→ **EXERCISE**: Give the count of lines in the data that include the string "tree", with no added remarks.
[INFORMATION SHOWN]
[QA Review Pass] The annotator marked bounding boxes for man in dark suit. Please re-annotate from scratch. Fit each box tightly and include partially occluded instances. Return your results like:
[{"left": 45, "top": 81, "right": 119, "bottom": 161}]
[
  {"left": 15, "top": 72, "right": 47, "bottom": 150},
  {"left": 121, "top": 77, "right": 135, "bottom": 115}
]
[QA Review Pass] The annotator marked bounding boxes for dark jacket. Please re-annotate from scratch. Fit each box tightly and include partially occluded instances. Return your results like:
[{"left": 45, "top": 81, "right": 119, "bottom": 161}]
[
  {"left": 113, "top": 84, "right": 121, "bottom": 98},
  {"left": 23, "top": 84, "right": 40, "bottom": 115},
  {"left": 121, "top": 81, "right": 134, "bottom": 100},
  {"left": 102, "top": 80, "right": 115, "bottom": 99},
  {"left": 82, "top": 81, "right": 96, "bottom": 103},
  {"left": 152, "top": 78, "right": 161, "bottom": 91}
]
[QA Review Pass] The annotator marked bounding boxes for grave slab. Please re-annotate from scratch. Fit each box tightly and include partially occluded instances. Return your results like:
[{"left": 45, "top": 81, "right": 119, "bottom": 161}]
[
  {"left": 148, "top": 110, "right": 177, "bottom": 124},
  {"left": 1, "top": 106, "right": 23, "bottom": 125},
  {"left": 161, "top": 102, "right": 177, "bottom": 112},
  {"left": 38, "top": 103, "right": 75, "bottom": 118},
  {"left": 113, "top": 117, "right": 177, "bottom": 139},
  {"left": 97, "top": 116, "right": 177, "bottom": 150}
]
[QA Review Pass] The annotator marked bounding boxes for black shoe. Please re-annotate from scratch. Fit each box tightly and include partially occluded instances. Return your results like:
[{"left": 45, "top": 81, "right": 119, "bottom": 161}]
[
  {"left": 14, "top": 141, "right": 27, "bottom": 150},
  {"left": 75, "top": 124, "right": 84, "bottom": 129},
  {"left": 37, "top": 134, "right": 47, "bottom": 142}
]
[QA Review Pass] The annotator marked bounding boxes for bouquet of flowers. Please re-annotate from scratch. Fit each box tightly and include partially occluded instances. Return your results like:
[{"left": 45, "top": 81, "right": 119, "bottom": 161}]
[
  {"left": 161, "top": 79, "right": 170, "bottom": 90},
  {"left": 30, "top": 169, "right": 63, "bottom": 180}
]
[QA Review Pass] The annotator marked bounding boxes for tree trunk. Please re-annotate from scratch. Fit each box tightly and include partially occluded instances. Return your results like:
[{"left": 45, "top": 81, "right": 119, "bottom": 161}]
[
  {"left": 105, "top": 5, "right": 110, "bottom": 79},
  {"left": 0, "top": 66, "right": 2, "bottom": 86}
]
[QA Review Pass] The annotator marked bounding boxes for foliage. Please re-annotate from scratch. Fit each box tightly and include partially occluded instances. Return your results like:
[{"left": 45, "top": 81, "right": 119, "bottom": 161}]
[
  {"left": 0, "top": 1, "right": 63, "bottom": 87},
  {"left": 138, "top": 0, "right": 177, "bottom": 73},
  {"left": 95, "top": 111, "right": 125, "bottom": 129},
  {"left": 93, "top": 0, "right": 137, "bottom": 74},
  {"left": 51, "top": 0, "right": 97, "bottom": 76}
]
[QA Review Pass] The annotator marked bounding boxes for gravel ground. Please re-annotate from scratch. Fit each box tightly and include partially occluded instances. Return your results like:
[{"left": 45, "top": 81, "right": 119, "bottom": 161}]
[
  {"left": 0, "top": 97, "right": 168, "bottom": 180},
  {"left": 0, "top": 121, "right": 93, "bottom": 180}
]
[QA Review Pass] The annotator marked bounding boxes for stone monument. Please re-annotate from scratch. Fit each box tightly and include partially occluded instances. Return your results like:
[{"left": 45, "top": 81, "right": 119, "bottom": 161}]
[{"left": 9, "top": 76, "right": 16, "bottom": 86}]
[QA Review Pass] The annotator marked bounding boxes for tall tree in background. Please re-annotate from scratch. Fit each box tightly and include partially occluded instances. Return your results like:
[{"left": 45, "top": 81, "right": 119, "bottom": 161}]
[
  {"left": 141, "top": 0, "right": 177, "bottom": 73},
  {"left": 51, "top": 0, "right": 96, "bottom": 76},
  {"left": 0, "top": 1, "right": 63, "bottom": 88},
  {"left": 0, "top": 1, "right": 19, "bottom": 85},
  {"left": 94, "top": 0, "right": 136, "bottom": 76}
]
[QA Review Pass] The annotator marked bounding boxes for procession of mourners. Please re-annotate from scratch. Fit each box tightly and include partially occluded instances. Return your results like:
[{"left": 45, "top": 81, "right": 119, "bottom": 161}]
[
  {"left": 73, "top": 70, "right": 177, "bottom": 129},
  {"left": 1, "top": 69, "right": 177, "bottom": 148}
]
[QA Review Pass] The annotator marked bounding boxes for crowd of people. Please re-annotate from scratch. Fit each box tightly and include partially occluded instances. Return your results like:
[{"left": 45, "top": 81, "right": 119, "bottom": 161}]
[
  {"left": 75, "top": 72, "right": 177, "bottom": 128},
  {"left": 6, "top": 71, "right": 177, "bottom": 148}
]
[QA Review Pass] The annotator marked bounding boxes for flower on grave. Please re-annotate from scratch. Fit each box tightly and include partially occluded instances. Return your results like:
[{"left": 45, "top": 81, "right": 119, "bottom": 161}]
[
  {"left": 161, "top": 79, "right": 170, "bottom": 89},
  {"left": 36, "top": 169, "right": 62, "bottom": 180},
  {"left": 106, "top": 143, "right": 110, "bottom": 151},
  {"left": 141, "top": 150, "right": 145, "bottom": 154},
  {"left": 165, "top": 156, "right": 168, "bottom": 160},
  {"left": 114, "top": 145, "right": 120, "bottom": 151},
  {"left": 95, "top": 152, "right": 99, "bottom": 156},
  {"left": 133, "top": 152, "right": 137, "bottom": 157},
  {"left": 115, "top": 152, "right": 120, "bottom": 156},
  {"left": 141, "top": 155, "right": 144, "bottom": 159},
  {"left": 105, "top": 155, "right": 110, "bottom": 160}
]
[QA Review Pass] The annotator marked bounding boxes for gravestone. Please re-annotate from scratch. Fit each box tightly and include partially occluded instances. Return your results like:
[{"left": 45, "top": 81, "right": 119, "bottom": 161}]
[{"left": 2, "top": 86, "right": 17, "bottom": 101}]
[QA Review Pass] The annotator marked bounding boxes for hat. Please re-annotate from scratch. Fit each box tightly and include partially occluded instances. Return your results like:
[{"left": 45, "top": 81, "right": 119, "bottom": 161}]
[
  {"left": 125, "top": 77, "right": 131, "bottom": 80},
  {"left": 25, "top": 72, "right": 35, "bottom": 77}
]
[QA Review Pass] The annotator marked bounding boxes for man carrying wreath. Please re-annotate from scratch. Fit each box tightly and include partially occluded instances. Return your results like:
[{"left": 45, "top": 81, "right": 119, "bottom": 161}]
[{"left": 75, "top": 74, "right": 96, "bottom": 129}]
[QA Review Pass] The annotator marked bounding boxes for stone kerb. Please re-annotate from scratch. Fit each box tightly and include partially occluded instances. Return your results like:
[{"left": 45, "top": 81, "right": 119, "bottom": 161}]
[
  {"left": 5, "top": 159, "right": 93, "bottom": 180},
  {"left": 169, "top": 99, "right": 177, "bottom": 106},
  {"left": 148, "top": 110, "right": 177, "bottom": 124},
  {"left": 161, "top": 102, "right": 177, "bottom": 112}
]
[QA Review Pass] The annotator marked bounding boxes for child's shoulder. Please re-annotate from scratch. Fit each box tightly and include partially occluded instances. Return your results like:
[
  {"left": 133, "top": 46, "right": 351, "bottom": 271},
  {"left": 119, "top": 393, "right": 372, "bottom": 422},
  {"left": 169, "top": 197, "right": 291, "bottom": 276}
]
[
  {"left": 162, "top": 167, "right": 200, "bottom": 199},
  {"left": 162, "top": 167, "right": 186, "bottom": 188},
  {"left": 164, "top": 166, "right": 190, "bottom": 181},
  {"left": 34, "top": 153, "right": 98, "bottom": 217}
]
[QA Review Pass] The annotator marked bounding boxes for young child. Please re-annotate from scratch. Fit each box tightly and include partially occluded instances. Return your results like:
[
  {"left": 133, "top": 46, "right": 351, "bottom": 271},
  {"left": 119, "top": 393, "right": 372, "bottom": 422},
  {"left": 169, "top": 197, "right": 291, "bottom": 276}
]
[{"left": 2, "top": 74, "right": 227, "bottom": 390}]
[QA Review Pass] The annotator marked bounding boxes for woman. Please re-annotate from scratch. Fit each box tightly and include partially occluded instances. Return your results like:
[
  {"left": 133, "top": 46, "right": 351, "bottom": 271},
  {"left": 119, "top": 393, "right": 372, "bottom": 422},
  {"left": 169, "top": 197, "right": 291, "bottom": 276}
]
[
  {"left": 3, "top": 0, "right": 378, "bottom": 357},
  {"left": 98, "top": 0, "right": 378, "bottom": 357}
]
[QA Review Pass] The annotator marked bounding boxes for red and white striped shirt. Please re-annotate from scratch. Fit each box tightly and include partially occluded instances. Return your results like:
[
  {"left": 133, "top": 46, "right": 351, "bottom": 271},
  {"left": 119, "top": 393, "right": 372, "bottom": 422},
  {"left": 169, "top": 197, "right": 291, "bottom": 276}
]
[/INFORMATION SHOWN]
→ **RESULT**: 2